MATERIAL SUPPLIED Start Marker

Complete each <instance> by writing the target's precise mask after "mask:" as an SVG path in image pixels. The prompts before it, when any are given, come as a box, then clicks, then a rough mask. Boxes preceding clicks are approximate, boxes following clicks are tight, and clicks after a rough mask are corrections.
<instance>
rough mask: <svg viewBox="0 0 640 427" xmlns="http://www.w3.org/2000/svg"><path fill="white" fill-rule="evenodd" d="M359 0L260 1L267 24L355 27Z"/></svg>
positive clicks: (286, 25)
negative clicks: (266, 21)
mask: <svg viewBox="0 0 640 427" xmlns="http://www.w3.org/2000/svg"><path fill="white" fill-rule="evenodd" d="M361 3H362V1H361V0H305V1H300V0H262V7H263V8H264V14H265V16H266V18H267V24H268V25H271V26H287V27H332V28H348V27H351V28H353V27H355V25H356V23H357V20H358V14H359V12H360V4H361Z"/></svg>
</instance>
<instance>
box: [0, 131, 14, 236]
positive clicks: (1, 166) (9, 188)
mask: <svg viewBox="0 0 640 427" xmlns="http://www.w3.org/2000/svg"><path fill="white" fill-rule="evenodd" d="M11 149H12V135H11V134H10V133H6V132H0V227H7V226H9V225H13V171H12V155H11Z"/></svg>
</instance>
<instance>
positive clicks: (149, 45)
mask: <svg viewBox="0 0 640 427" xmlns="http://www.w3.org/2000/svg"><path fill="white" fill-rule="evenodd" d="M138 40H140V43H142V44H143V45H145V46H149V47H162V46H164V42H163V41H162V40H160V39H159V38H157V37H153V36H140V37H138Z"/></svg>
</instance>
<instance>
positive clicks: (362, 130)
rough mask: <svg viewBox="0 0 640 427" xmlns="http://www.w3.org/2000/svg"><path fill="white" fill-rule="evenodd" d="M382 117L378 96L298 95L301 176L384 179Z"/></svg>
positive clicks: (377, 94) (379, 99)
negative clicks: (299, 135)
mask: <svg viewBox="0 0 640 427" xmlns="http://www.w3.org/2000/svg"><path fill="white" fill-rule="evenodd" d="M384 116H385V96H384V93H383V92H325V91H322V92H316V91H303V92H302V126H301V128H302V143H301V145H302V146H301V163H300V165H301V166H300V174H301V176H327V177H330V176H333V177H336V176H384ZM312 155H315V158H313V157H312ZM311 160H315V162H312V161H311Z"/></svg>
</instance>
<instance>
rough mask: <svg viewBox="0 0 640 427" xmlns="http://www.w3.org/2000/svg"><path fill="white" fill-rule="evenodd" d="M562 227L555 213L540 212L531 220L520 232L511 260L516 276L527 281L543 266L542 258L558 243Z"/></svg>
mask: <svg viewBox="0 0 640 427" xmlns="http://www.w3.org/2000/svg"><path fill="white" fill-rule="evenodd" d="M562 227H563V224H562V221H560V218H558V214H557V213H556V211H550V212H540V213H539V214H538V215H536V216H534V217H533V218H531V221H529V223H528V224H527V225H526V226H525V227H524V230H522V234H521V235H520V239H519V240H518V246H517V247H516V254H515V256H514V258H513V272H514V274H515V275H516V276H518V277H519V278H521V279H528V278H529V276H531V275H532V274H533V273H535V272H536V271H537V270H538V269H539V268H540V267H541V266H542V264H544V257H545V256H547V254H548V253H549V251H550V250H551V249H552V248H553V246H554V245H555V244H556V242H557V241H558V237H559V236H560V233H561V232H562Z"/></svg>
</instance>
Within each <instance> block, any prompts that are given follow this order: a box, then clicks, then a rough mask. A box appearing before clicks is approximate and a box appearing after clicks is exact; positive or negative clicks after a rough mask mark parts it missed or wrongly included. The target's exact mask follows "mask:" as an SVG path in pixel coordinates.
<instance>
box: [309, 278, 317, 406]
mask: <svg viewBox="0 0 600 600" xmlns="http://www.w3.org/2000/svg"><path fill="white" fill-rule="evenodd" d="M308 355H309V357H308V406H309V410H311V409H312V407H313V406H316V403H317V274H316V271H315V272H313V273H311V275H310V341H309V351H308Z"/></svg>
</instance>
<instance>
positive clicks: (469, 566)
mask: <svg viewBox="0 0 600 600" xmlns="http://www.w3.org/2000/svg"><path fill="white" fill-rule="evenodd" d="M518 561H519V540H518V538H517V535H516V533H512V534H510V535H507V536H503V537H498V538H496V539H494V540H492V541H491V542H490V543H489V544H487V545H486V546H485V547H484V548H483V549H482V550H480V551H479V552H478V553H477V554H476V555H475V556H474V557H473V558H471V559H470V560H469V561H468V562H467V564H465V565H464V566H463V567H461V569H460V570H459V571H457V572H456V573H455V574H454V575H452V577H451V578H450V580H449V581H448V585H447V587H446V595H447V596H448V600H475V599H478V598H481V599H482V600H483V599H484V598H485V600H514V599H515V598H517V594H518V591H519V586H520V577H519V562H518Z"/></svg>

MATERIAL SUPPLIED End Marker

WHAT THE EXERCISE ASKS. Please output every record, keeping each line exact.

YOUR SOLUTION.
Complete each <instance> by writing the target's precise mask after "mask:" as an SVG path in image pixels. The prompts before it, when any are given, come as a box, then clicks, then a rough mask. Boxes preceding clicks are approximate, boxes following clicks are tight, and clicks after a rough mask are corrections.
<instance>
rough mask: <svg viewBox="0 0 640 427" xmlns="http://www.w3.org/2000/svg"><path fill="white" fill-rule="evenodd" d="M359 0L260 1L267 24L355 27Z"/></svg>
positive clicks: (286, 25)
negative clicks: (266, 21)
mask: <svg viewBox="0 0 640 427" xmlns="http://www.w3.org/2000/svg"><path fill="white" fill-rule="evenodd" d="M361 3H362V1H361V0H305V1H300V0H262V7H263V8H264V14H265V16H266V18H267V24H268V25H271V26H287V27H332V28H348V27H351V28H353V27H355V25H356V23H357V20H358V14H359V12H360V4H361Z"/></svg>
</instance>
<instance>
box: [0, 131, 14, 236]
positive clicks: (1, 166) (9, 188)
mask: <svg viewBox="0 0 640 427" xmlns="http://www.w3.org/2000/svg"><path fill="white" fill-rule="evenodd" d="M11 149H12V135H11V134H10V133H6V132H0V227H7V226H9V225H13V171H12V155H11Z"/></svg>
</instance>
<instance>
positive clicks: (149, 45)
mask: <svg viewBox="0 0 640 427" xmlns="http://www.w3.org/2000/svg"><path fill="white" fill-rule="evenodd" d="M138 40H140V43H142V44H143V45H145V46H149V47H162V46H164V42H163V41H162V40H160V39H159V38H157V37H153V36H140V37H138Z"/></svg>
</instance>
<instance>
positive clicks: (362, 130)
rough mask: <svg viewBox="0 0 640 427" xmlns="http://www.w3.org/2000/svg"><path fill="white" fill-rule="evenodd" d="M382 117L378 96L298 95L301 176L384 179Z"/></svg>
positive clicks: (377, 94) (379, 99)
negative clicks: (299, 135)
mask: <svg viewBox="0 0 640 427" xmlns="http://www.w3.org/2000/svg"><path fill="white" fill-rule="evenodd" d="M384 116H385V96H384V93H383V92H325V91H322V92H316V91H303V92H302V126H301V128H302V143H301V145H302V146H301V163H300V165H301V166H300V174H301V176H327V177H330V176H333V177H336V176H384ZM312 155H315V158H313V157H312ZM311 160H315V162H312V161H311Z"/></svg>
</instance>
<instance>
rough mask: <svg viewBox="0 0 640 427" xmlns="http://www.w3.org/2000/svg"><path fill="white" fill-rule="evenodd" d="M562 227L555 213L540 212L531 220L520 232L511 260L516 276L527 281L543 266L542 258L558 243Z"/></svg>
mask: <svg viewBox="0 0 640 427" xmlns="http://www.w3.org/2000/svg"><path fill="white" fill-rule="evenodd" d="M562 227H563V224H562V221H560V218H558V214H557V213H556V211H550V212H540V213H539V214H538V215H536V216H534V217H533V218H531V221H529V223H528V224H527V225H526V226H525V227H524V230H522V234H521V235H520V239H519V240H518V246H517V247H516V254H515V256H514V258H513V272H514V274H515V275H516V276H518V277H519V278H521V279H528V278H529V276H531V275H532V274H533V273H535V272H536V271H537V270H538V269H539V268H540V267H541V266H542V264H544V257H545V256H547V254H548V253H549V251H550V250H551V249H552V248H553V246H554V245H555V244H556V242H557V241H558V237H559V236H560V233H561V232H562Z"/></svg>
</instance>
Within each <instance> block, any prompts that are given follow this order: a box, then clicks, then a rough mask. A box appearing before clicks is approximate and a box appearing after clicks is exact; positive or negative clicks after a rough mask mark parts it missed or wrongly included. The target's exact mask follows "mask:" as an SVG path in pixel coordinates.
<instance>
box: [309, 278, 317, 406]
mask: <svg viewBox="0 0 600 600" xmlns="http://www.w3.org/2000/svg"><path fill="white" fill-rule="evenodd" d="M308 355H309V357H308V406H309V410H311V409H312V407H313V406H316V403H317V274H316V271H315V272H313V273H311V275H310V341H309V351H308Z"/></svg>
</instance>
<instance>
positive clicks: (469, 566)
mask: <svg viewBox="0 0 600 600" xmlns="http://www.w3.org/2000/svg"><path fill="white" fill-rule="evenodd" d="M518 561H519V540H518V538H517V535H516V533H512V534H510V535H507V536H503V537H498V538H496V539H494V540H492V541H491V542H490V543H489V544H487V545H486V546H485V547H484V548H483V549H482V550H480V551H479V552H478V553H477V554H476V555H475V556H474V557H473V558H471V559H470V560H469V561H468V562H467V564H465V565H464V566H463V567H461V569H460V570H459V571H457V572H456V573H455V574H454V575H452V577H451V578H450V580H449V581H448V585H447V587H446V595H447V596H448V600H475V599H478V598H481V599H482V600H483V599H484V598H485V600H514V599H515V598H517V594H518V591H519V586H520V577H519V562H518Z"/></svg>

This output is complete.